● Given problem
Write out the requirements list again, beginning at the words "General explications" and stopping after "can actually work.", and update it so that "uncritical" reads "non-critical".

● Extract to read
============================================================
General explications

List of requirements

requirements for the infrastructure

Identifier	Requirement	Originating use cases	(Optional) Comments
1.	applications and infrastructure should be strictly separated from each other	1.1, 7,16
2.1	the infrastructure must have support for uncritical applications with finite life time (batch, development)	1.2, 9,10,11
2.2	the infrastructure must have support for long lived applications which can be life-migrated to a different machine	1.3, 16
3.	the infrastructure must have a small but sufficient amount of free resources to which running machines can be migrated	1.3, 12.1,12.2, 16,	such resources can be used by very short lived applications. The point here is that they can be freed quickly if needed so that life migration of machines can actually work.
4.	the placing algorithms of the cloud controller have to be aware of the current usage of a given hypervisor, it's free resources and the requirements of the applications running on it	1.3, 2.1,2.2, 12.2	implications for selecting a cloud controller and designing the internal cloud infrastructure
5.	the infrastructure must provide a standard entry point for IaaS access to pilot users	6,9,10,11
6.	a strong authentication is required for the IaaS entry point	9,10,11, 15.1,15.2,15.3
7.1	the part of the infrastructure which supports less critical number crunching applications (eg batch worker nodes) must be fast and responsive, in the sense that a VM which has been placed is available within seconds	1.2, 8,13.2, 13.3	inefficiencies in starting up VMs may sum up to a large waste of resources at large scale
7.2	the part of the infrastructure which supports less critical number crunching applications (eg batch worker nodes) must be efficient, in the sense that any virtualization overhead is tuned to be as small as possible (CPU, I/O and network)	1.2, 8,13.2, 13.3
8.	the site should make sure to virtualize as many local applications as possible, and enable them to run on the cloud infrastructure	2.1

requirements for experiment frameworks

Identifier	Requirement	Originating use cases	(Optional) Comments
Comment	Describe the requirement for the service	Comma separated list of use case identifiers from the table above	additional comments on this requirement
9.	experiment frameworks must be secure	15.2, 17
10.	experiment frameworks must ensure traceability of user payload	15.2
11.	experiments must be able to run on virtual machines	2, 4, 5, 6, 7, 13.1,1 3.2, 13.3
12.1	applications must have a limited life time	3, 7, 8, 12.1, ...
============================================================
● Recorded data
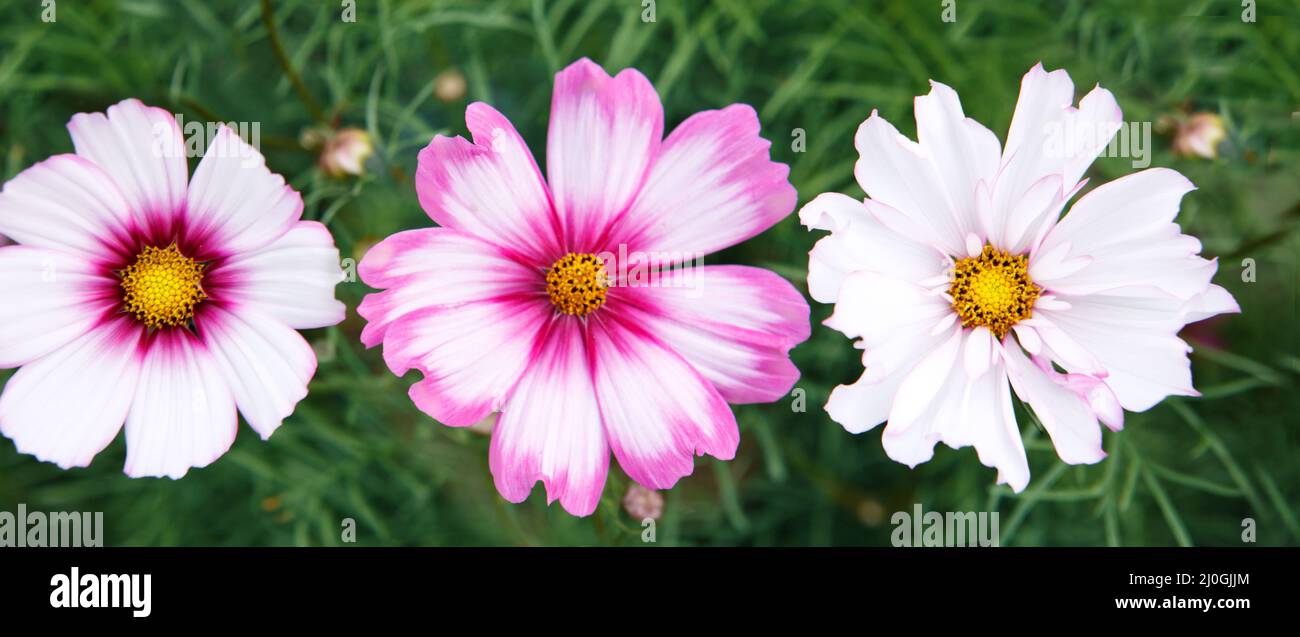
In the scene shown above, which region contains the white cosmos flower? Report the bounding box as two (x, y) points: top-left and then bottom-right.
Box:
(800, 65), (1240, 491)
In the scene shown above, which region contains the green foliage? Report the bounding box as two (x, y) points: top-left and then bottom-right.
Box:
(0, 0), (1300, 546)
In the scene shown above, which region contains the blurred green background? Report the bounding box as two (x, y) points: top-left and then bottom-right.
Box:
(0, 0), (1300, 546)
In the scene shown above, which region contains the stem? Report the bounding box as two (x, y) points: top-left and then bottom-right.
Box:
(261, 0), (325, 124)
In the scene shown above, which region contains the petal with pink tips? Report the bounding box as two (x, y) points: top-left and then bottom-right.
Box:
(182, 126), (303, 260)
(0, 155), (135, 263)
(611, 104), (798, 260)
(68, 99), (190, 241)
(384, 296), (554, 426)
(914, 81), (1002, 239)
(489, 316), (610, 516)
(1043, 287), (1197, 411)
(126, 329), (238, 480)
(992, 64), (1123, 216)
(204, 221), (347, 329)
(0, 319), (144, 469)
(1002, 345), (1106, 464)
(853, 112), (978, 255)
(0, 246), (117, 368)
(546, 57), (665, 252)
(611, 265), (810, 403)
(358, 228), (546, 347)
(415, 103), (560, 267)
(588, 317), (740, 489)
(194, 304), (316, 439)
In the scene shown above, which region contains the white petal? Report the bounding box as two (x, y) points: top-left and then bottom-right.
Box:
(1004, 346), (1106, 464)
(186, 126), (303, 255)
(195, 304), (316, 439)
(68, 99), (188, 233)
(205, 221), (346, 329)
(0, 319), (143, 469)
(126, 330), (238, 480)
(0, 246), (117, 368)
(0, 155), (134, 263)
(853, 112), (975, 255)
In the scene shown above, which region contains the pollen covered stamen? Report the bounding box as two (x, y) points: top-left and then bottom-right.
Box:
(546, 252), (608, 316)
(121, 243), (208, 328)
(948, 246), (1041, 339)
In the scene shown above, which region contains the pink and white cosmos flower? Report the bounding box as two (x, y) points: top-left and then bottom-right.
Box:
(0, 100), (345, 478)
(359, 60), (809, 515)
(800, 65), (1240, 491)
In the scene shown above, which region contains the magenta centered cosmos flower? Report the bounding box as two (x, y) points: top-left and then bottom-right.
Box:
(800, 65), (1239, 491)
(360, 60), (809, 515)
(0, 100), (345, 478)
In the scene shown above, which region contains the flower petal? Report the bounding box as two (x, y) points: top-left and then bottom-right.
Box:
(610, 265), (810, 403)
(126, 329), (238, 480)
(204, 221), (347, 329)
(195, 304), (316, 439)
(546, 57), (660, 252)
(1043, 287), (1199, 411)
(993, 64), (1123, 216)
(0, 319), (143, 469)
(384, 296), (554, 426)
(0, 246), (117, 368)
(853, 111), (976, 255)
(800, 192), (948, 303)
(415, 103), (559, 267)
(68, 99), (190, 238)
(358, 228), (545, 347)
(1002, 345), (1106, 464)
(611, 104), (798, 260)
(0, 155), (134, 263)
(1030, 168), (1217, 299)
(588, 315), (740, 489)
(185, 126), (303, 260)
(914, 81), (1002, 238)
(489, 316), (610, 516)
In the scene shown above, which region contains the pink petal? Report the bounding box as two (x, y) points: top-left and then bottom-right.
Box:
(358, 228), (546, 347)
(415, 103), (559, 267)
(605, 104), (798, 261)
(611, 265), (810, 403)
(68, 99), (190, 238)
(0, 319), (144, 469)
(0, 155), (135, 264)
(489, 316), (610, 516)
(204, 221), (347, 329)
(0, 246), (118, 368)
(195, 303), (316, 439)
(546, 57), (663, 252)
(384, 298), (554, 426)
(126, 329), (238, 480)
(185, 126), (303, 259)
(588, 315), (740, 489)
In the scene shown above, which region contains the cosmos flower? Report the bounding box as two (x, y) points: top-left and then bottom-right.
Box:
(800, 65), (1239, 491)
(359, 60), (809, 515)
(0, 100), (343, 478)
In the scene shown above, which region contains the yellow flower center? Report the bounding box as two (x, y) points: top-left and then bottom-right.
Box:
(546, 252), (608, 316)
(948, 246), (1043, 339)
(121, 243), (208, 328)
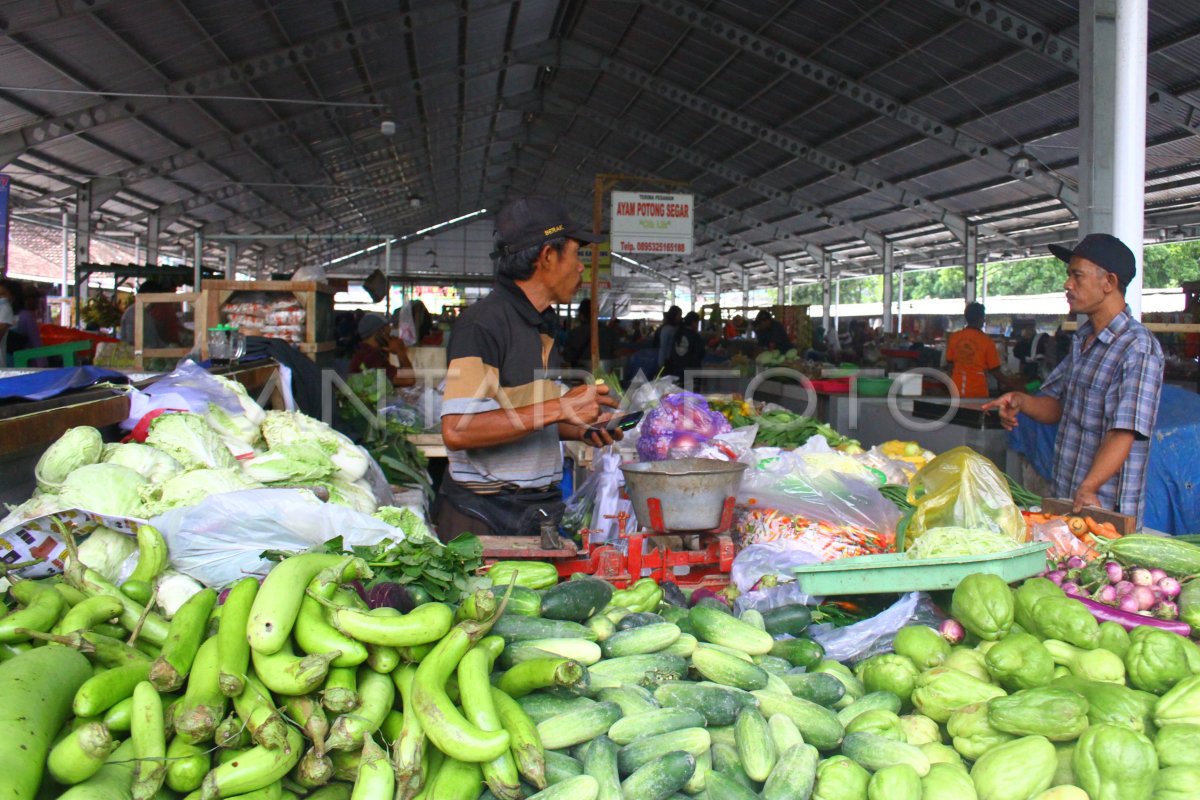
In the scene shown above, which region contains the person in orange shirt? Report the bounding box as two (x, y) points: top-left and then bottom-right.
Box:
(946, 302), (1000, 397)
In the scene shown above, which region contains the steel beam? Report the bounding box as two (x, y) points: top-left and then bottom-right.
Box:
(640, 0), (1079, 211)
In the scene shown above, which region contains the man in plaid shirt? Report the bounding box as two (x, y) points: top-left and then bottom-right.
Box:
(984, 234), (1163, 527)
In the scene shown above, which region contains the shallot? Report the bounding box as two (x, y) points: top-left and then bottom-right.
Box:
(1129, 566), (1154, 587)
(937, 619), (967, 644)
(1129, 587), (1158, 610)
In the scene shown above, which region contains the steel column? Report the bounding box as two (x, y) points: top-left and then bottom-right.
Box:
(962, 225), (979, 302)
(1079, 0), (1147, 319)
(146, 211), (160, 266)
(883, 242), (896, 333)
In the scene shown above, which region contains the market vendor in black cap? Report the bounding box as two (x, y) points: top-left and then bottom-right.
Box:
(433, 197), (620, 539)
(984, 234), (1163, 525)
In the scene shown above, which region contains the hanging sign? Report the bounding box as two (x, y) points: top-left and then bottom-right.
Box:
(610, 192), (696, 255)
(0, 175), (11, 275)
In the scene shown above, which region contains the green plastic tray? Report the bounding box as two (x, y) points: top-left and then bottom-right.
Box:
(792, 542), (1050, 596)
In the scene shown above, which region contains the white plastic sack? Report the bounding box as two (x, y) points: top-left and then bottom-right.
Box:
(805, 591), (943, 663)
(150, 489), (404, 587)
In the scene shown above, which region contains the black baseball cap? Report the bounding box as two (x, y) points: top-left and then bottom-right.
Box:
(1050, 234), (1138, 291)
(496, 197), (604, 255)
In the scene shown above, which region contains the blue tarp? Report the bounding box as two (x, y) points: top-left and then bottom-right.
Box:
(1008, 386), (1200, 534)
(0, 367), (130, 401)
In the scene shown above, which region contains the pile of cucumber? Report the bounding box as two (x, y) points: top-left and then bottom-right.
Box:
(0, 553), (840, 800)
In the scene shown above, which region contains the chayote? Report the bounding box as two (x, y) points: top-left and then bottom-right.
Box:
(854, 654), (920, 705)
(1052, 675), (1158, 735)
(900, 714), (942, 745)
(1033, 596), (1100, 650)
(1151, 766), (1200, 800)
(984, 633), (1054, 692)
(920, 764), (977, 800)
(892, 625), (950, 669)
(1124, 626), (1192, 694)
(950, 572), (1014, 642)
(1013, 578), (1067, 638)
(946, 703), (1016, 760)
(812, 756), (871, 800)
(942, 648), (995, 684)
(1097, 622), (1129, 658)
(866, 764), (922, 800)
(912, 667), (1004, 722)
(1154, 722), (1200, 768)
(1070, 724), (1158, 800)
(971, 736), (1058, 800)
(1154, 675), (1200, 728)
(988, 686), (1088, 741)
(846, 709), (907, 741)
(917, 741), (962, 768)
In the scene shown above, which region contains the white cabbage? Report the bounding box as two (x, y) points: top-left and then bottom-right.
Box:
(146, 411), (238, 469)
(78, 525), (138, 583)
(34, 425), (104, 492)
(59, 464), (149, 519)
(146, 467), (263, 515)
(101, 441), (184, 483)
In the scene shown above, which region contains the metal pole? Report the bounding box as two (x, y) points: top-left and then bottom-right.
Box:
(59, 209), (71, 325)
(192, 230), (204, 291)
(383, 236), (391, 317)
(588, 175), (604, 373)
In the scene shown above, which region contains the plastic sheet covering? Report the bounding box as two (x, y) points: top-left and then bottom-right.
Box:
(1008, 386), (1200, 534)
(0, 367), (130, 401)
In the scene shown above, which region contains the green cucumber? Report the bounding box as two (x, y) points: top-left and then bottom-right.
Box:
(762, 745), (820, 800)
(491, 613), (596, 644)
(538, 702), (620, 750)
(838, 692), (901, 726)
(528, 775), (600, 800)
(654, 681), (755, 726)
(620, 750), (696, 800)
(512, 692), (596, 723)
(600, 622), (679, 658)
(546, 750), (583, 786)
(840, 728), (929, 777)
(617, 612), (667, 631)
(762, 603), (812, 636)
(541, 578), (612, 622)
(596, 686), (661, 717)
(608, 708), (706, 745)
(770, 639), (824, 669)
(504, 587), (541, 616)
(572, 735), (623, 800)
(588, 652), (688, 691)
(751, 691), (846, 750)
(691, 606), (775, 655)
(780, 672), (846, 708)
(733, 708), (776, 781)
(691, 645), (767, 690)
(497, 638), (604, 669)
============================================================
● Completed task
General explications

List of requirements

requirements for the infrastructure

Identifier	Requirement	Originating use cases	(Optional) Comments
1.	applications and infrastructure should be strictly separated from each other	1.1, 7,16
2.1	the infrastructure must have support for non-critical applications with finite life time (batch, development)	1.2, 9,10,11
2.2	the infrastructure must have support for long lived applications which can be life-migrated to a different machine	1.3, 16
3.	the infrastructure must have a small but sufficient amount of free resources to which running machines can be migrated	1.3, 12.1,12.2, 16,	such resources can be used by very short lived applications. The point here is that they can be freed quickly if needed so that life migration of machines can actually work.